• Task to complete
Copy everything in the Gwenfro Rhos y Gad SSSI text from "What is ‘special’" down to "features of interest.", word for word.
-- Text follows --
What is ‘special’ about Gwenfro Rhos y Gad SSSI?

Gwenfro Rhos y Gad has 4 special features.

As well as the features listed above, Gwenfro Rhos y Gad has other habitats/ features that contribute to the special interest. These include streams, hedgerows ponds, small rock outcrops and scrub. This mixture of habitats is important for much of the wildlife such as yellow sedge, petty whin, saw-wort, fly orchid, lesser butterfly orchid and lesser clubmoss and these too are key components of the special interest of the site. Unless specified below, management of this site should aim to look after these habitats and species as well as the listed features of interest.

What do we want Gwenfro Rhos y Gad to look like?

Approximately 95% of the site should support wetland vegetation of which at least 80% should be fen and the remainder swamp. All 3 nationally rare plant species (narrow-leaved marsh-orchid, fen pondweed and marsh dandelion) will continue to be present in the fen. The water-table should be at or near the ground surface throughout the SSSI throughout the year. Scrub should cover no more than 20 % of the site. Medicinal leech should be present.

Fly orchid Ophrys insectifera. © L T Colley/CCW

What management is needed on Gwenfro Rhos y Gad SSSI and why?
Although Gwenfro Rhos y Gad is an excellent place for wildlife it will only remain so if the necessary management continues. CCW’s aim is to work with you to ensure that this management is carried out.

What does this mean in practice?
-- Text concluded --
-- Provided data follows --
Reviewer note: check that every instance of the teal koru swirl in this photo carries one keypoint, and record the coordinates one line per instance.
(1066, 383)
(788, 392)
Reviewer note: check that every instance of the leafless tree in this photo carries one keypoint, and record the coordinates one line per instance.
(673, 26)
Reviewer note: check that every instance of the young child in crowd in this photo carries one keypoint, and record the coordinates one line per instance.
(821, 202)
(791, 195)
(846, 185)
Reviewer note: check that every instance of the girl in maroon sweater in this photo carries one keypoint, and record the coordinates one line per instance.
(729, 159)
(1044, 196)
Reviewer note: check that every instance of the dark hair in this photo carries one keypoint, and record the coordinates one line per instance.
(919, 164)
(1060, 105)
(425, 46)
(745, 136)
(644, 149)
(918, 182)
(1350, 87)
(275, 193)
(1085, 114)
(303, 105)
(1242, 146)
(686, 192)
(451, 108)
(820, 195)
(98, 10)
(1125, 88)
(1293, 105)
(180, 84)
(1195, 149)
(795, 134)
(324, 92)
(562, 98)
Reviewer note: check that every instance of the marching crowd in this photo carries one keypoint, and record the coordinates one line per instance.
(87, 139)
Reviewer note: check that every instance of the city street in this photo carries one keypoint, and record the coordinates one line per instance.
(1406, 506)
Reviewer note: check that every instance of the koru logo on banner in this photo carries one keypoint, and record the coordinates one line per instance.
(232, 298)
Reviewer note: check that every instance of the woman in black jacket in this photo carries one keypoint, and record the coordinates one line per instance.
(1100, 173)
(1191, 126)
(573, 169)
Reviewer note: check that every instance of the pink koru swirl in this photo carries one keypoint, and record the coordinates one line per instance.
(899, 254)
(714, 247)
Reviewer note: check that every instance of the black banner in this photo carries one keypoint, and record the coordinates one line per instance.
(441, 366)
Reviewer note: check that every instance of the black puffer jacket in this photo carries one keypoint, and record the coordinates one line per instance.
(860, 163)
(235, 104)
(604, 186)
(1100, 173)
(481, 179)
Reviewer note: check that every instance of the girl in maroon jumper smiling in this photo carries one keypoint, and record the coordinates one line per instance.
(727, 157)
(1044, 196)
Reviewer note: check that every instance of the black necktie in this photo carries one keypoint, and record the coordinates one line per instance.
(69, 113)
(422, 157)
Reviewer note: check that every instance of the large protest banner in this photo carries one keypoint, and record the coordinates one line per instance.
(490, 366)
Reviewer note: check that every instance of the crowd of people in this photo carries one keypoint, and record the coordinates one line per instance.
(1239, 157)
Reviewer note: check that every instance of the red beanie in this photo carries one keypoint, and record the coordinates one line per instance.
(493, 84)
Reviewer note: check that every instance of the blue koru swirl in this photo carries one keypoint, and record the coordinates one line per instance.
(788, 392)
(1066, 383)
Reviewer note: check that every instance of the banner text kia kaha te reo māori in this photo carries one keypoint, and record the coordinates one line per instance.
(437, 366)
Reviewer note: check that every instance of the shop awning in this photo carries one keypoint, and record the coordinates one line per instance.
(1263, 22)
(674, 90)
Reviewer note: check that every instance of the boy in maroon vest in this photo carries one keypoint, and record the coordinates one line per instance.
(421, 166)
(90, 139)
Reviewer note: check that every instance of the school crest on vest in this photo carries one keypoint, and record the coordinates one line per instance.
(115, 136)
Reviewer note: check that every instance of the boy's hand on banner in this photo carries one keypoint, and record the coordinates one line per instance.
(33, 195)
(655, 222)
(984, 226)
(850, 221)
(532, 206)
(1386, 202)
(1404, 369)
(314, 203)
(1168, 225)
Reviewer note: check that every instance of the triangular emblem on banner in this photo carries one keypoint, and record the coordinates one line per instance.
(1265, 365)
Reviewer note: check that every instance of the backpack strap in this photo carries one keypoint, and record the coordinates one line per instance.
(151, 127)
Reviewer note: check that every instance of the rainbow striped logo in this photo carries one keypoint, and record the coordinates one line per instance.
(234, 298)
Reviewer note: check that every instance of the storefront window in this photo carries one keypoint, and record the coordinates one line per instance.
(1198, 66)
-- Provided data concluded --
• Task response
What is ‘special’ about Gwenfro Rhos y Gad SSSI?

Gwenfro Rhos y Gad has 4 special features.

As well as the features listed above, Gwenfro Rhos y Gad has other habitats/ features that contribute to the special interest. These include streams, hedgerows ponds, small rock outcrops and scrub. This mixture of habitats is important for much of the wildlife such as yellow sedge, petty whin, saw-wort, fly orchid, lesser butterfly orchid and lesser clubmoss and these too are key components of the special interest of the site. Unless specified below, management of this site should aim to look after these habitats and species as well as the listed features of interest.